D'après le texte sur les conseils de cybersécurité dépassés, combien d'identifiants volés seraient disponibles sur le Dark Web ?

### EXTRAIT:
---
Cybersécurité : 8 "conseils" dépassés, à ne plus utiliser
Les habitudes ont parfois la vie dure. Pourtant, certains conseils en matière de cybersécurité sont à oublier pour mieux être adaptés aux nouveaux modes d'attaques des cybercriminels et au paysage des menaces.
Je m'abonneEn matière de cybersécurité, si l'on n'évolue pas, on risque de prendre du retard... et de devenir vulnérable. On voit pourtant survivre longtemps des astuces et bonnes pratiques devenues obsolètes. Une logique pertinente il y a 10, 5 ou même 2 ans peut ne plus avoir aucun sens aujourd'hui. Parfois, ces conseils ne servent tout simplement plus à rien, mais dans d'autres cas, ils peuvent même dégrader notre sécurité. Voici 8 adages de sécurité qu'il est temps de mettre au placard.
1. Un mot de passe doit comporter au moins huit caractères
Un des premiers conseils cybersécurité que rencontre l'utilisateur moyen est de choisir un long mot de passe. Mais quelle est la longueur suffisante ? On a longtemps considéré qu'un mot de passe devait comporter au moins huit caractères. C'était vrai il y a dix ans. Huit caractères offrent en effet des centaines de milliards de combinaisons possibles. Mais aujourd'hui, les ordinateurs modernes dotés de puissants processeurs peuvent analyser des centaines de millions de possibilités en quelques secondes seulement. Si l'on ajoute à cela les tables arc-en-ciel précalculées qui contiennent toutes les possibilités de mots de passe de huit caractères ou moins, huit caractères n'est vraiment plus un nombre suffisant pour créer un mot de passe sécurisé. De 8, on est maintenant passé à 12. Pour plus de sécurité, mieux vaut utiliser des mots de passe de 16 caractères et plus. Mais nous verrons plus loin pourquoi conseiller de se concentrer uniquement sur la robustesse du mot de passe est également dépassé.
2. Changez régulièrement vos mots de passe
Certains vous conseillent de changer régulièrement vos mots de passe (ou de contraindre vos utilisateurs à le faire). Quand les mots de passe étaient tout ce qui nous protégeait, cela avait du sens. Les mots de passe sont volés, divulgués ou craqués - on estime qu'il y a plus de 24 milliards d'identifiants volés disponibles sur le Dark Web - et les utilisateurs reprennent souvent le même mot de passe ou le même ensemble de mots de passe sur différents sites.
---
### Lignes issues d'une source de données:
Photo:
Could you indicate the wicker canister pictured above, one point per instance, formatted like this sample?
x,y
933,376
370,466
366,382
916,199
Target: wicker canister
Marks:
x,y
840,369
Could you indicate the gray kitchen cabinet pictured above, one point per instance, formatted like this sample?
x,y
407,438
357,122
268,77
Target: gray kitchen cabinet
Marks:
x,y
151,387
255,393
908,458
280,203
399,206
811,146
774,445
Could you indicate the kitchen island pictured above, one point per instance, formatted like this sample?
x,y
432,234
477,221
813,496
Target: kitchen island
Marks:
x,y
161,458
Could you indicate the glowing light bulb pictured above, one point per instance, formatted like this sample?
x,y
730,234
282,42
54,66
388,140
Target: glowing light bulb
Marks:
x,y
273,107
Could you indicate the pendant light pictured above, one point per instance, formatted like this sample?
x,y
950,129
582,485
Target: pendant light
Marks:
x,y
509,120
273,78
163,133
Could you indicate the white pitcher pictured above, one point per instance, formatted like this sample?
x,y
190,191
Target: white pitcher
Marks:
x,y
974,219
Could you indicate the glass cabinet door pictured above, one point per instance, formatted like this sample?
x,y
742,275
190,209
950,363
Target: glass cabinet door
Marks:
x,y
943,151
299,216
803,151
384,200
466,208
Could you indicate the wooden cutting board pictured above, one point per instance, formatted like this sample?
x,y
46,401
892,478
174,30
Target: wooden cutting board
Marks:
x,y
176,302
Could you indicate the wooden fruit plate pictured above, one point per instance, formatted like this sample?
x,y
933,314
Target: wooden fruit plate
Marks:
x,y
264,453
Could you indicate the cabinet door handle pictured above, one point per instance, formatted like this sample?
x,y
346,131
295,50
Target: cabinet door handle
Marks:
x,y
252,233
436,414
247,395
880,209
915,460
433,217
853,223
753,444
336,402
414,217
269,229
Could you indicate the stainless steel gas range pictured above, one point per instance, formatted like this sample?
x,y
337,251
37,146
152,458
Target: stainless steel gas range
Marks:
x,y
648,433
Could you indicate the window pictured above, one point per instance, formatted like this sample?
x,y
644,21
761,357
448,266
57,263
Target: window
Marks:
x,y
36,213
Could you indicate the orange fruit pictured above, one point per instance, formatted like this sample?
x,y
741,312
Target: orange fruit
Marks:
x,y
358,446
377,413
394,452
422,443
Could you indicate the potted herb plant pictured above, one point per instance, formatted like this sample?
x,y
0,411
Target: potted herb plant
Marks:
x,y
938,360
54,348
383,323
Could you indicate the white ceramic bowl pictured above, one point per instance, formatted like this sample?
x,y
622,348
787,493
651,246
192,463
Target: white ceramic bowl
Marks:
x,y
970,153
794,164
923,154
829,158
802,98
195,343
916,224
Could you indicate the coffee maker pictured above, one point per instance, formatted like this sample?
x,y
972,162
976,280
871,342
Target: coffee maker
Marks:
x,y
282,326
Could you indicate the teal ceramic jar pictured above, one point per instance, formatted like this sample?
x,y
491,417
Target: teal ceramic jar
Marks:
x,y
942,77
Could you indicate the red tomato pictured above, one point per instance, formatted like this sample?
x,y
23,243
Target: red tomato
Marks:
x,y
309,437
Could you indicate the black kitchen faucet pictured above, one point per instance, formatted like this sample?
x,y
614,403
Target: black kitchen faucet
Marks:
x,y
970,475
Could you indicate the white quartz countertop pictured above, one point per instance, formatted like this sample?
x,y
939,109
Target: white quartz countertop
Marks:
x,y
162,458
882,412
---
### CORRIGÉ:
Plus de 24 milliards.